= REQUEST =
Report every line in the two blocks of lines below that contains the word "wall", copying each one in full.

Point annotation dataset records
============================================================

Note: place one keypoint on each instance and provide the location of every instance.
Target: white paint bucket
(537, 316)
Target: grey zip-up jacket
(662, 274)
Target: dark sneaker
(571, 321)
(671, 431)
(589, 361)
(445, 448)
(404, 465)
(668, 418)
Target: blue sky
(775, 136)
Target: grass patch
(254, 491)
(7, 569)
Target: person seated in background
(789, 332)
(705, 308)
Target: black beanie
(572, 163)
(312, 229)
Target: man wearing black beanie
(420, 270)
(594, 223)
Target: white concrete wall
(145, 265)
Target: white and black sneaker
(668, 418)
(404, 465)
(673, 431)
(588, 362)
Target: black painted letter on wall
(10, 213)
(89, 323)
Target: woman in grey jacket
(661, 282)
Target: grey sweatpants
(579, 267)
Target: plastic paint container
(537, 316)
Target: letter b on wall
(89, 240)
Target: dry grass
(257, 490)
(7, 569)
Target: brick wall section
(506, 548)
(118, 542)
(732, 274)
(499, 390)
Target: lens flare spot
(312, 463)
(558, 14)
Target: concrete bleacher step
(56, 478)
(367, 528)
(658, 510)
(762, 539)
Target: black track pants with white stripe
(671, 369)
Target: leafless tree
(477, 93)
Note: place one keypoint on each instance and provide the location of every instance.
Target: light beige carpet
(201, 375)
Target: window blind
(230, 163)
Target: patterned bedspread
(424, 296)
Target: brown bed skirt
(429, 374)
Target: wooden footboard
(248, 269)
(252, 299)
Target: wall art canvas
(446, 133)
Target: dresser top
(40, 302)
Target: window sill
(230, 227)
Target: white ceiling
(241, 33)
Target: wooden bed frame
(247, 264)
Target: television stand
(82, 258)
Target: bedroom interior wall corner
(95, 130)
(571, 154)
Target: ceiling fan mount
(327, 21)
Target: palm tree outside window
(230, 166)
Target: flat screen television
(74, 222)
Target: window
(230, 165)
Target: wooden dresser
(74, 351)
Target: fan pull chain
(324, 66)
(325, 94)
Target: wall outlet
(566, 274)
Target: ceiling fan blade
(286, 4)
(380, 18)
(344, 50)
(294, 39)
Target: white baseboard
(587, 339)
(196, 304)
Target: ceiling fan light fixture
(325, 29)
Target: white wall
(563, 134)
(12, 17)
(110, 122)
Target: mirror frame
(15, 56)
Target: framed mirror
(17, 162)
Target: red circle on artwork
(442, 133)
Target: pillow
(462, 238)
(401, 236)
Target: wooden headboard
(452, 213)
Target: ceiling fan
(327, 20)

============================================================

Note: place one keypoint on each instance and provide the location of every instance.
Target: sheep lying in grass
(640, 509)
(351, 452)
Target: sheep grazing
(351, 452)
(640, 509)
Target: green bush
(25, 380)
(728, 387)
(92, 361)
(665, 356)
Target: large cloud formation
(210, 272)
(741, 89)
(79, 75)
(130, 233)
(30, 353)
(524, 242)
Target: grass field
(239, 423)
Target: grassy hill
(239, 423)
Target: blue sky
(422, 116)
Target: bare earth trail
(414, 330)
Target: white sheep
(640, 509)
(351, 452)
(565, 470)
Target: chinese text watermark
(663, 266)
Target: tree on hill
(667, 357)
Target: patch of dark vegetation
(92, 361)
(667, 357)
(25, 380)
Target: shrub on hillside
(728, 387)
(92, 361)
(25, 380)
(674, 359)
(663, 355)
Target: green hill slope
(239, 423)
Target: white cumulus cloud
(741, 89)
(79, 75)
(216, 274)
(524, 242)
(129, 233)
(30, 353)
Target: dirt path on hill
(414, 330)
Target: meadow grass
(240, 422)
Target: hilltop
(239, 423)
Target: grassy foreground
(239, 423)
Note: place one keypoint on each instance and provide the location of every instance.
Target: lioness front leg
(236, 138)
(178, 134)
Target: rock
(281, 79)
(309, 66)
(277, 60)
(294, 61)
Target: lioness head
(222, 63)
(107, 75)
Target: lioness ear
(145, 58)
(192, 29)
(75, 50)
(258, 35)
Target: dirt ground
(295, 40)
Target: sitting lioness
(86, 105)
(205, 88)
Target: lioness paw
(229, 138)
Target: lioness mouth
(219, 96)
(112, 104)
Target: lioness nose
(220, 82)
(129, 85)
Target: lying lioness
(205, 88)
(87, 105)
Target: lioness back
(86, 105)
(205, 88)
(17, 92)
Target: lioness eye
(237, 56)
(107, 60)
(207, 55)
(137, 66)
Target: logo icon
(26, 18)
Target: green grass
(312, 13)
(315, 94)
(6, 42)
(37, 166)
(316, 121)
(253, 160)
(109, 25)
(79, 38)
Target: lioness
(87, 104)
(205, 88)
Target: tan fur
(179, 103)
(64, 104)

============================================================

= ANSWER TO THIS PROBLEM =
Target: white concrete wall
Target: black painted letter on wall
Target: letter b on wall
Target: brick wall section
Target: wall art canvas
Target: bedroom interior wall corner
Target: wall outlet
Target: white wall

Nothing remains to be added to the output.